51      S’agissant plus particulièrement de la procédure permettant la mise en œuvre d’un accord au niveau de l’Union, l’article 155, paragraphe 2, premier alinéa, TFUE se borne à indiquer que cette mise en œuvre prend la forme d’une décision du Conseil prise à la demande conjointe des parties signataires et sur proposition de la Commission et que le Parlement est informé.

52      Force est de constater que l’article 155, paragraphe 2, TFUE ne précise pas, de façon explicite, si, lorsqu’elle est saisie d’une demande conjointe des parties signataires tendant à la mise en œuvre d’un accord au niveau de l’Union, la Commission est tenue de soumettre au Conseil une proposition de décision en ce sens ou si, à l’inverse, elle peut refuser de présenter au Conseil une telle proposition.

53      Toutefois, les requérants soutiennent que les termes « shall be implemented » et « intervient » employés, respectivement, dans les versions anglaise et française de l’article 155, paragraphe 2, premier alinéa, TFUE créent une obligation d’agir pour la Commission. Ils se réfèrent également à la genèse de cette disposition et font valoir que, lors de la négociation du traité de Maastricht, une formulation initiale laissant une marge d’appréciation à la Commission a été remplacée, dans chacune de ces deux versions linguistiques, par une formulation impérative excluant toute marge d’appréciation.

54      À cet égard, il importe de rappeler les origines de l’actuel article 155, paragraphe 2, premier alinéa, TFUE, dont le libellé a été mis au point lors de la négociation du traité de Maastricht.

55      Dans un premier temps, la présidence luxembourgeoise a présenté, le 18 juin 1991, un projet de traité sur l’Union (CONF-UP-UEM 2008/91) créant un nouvel article, l’article 118 B, paragraphe 2, du traité CE. La version française originale de cette disposition était rédigée en ces termes : « [S]i les partenaires sociaux le souhaitent, la Commission peut présenter des propositions pour la transposition au niveau communautaire des accords [conclus par les partenaires sociaux]. »

56      Dans un deuxième temps, dans le cadre d’un groupe ad hoc du dialogue social, l’Union des confédérations des industries et des employeurs d’Europe (UNICE), la Confédération européenne des syndicats (CES) et le Centre européen des employeurs et entreprises fournissant des services publics (CEEP) ont négocié et signé, le 31 octobre 1991, un accord portant sur des propositions de rédaction de certains articles du traité en cours en négociation (ci-après l’accord du 31 octobre1991 »). Cet accord modifiait la rédaction de l’article 118 B, paragraphe 2, du traité CE envisagée par la présidence luxembourgeoise en prévoyant, pour la première fois, deux procédures distinctes et alternatives de mise en œuvre des accords conclus par les partenaires sociaux. Pour évoquer la mise en œuvre de ces accords selon l’une ou l’autre des deux procédures mentionnées au point 50 ci-dessus, les versions anglaise et française de l’accord du 31 octobre 1991 employaient, respectivement, les termes « [the] agreements […] may be realized » et « la mise en œuvre des accords […] interviendra ».

» Consigne
Poursuivez l'extrait sur l'article 155 TFUE à partir de sa dernière phrase.

» Données présentées
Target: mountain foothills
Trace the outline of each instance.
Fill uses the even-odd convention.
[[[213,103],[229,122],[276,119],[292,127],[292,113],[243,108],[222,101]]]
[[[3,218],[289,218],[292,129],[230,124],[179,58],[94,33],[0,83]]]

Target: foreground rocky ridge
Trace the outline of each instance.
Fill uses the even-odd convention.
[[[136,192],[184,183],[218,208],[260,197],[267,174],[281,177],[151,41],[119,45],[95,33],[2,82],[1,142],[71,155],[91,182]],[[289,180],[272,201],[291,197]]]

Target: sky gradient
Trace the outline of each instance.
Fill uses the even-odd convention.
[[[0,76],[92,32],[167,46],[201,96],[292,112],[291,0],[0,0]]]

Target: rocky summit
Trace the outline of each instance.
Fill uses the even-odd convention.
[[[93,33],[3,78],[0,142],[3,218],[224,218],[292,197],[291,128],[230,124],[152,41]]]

--

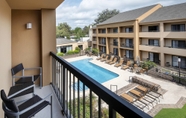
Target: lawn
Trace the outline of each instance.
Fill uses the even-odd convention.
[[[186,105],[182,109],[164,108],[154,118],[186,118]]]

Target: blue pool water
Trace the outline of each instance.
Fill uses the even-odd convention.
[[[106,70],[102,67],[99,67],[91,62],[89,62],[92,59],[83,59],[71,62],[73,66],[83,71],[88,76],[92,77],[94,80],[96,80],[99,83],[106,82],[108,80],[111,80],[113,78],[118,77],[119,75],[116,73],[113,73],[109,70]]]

...

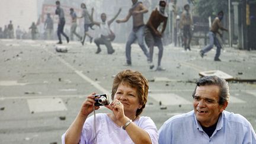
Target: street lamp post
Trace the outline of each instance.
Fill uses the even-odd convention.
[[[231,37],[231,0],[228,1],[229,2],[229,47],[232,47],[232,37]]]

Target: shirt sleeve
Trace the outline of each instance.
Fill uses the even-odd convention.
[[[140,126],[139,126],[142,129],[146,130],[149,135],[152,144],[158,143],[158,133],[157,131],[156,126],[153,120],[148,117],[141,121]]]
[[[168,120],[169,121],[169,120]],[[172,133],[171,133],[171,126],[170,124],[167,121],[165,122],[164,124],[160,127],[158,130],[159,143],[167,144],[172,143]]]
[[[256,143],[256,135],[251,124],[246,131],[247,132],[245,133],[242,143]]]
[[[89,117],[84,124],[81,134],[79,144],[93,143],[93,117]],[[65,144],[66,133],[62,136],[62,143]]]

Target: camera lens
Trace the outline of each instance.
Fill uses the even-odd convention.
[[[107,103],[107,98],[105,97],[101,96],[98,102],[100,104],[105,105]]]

» Réponse attendue
57      Dans un troisième temps, la proposition figurant dans l’accord du 31 octobre 1991 a été reprise, en substance, à l’article 4 de l’accord sur la politique sociale conclu entre les États membres de la Communauté européenne à l’exception du Royaume-Uni de Grande-Bretagne et d’Irlande du Nord (JO 1992, C 191, p. 91, ci-après l’« accord sur la politique sociale »), annexé au protocole (no 14) sur la politique sociale, lui-même annexé au traité CE. L’article 4, paragraphe 2, premier alinéa, de l’accord sur la politique sociale disposait que la mise en œuvre des accords conclus par les partenaires sociaux interviendrait selon l’une ou l’autre des deux procédures mentionnées au point 50 ci-dessus. En particulier, les versions anglaise et française de cette disposition comportaient, respectivement, les termes « [the a]greements […] shall be implemented » et « la mise en œuvre des accords […] intervient ». Ces termes ont ultérieurement été repris à l’article 155, paragraphe 2, premier alinéa, TFUE.

58      Il apparaît donc que, dans la rédaction envisagée au début de la négociation du traité de Maastricht, le dépôt par la Commission d’une proposition tendant à la mise en œuvre d’un accord au niveau de l’Union présentait clairement un caractère facultatif en raison de l’emploi des verbes modaux « may » dans la version anglaise et « pouvoir » dans la version française. En revanche, dans la rédaction finalement retenue à l’issue de cette négociation, ces verbes ont disparu au profit d’une formulation présentant, dans certaines versions linguistiques, un caractère impératif en raison de l’emploi du présent de l’indicatif, notamment dans la version française (« intervient »), ou du futur de l’indicatif, notamment dans la version anglaise (« shall be implemented »).

59      Or, comme la Commission le relève à juste titre, la formulation impérative évoquée au point 58 ci-dessus est apparue lors de la rédaction de l’accord sur la politique sociale, c’est-à-dire au moment où, conformément à la proposition formulée par les partenaires sociaux dans l’accord du 31 octobre 1991, les deux procédures de mise en œuvre des accords conclus par les partenaires sociaux mentionnées au point 50 ci-dessus ont été regroupées au sein de la même phrase. À cette occasion, le verbe de la phrase a cessé de se rapporter à la présentation par la Commission de propositions de mise en œuvre de ces accords au niveau de l’Union et a, dès lors, eu trait à la mise en œuvre desdits accords selon l’une ou l’autre des deux procédures mentionnées au point 50 ci-dessus. Dans ces conditions, la formulation impérative susmentionnée peut avoir pour fonction d’exprimer le caractère exclusif de ces deux procédures.

60      Dans ces conditions, les termes de l’article 155, paragraphe 2, premier alinéa, TFUE ne permettent pas, à eux seuls, de conclure que la Commission serait obligée de soumettre au Conseil une proposition de décision lorsqu’elle est saisie d’une demande conjointe en ce sens des parties signataires.

61      Par ailleurs, il convient de relever que l’interprétation littérale préconisée par les requérants implique que la formulation impérative mentionnée au point 58 ci-dessus se rapporte à la mise en œuvre des accords conclus par les partenaires sociaux. Or, si cette interprétation était retenue, elle aurait une double conséquence.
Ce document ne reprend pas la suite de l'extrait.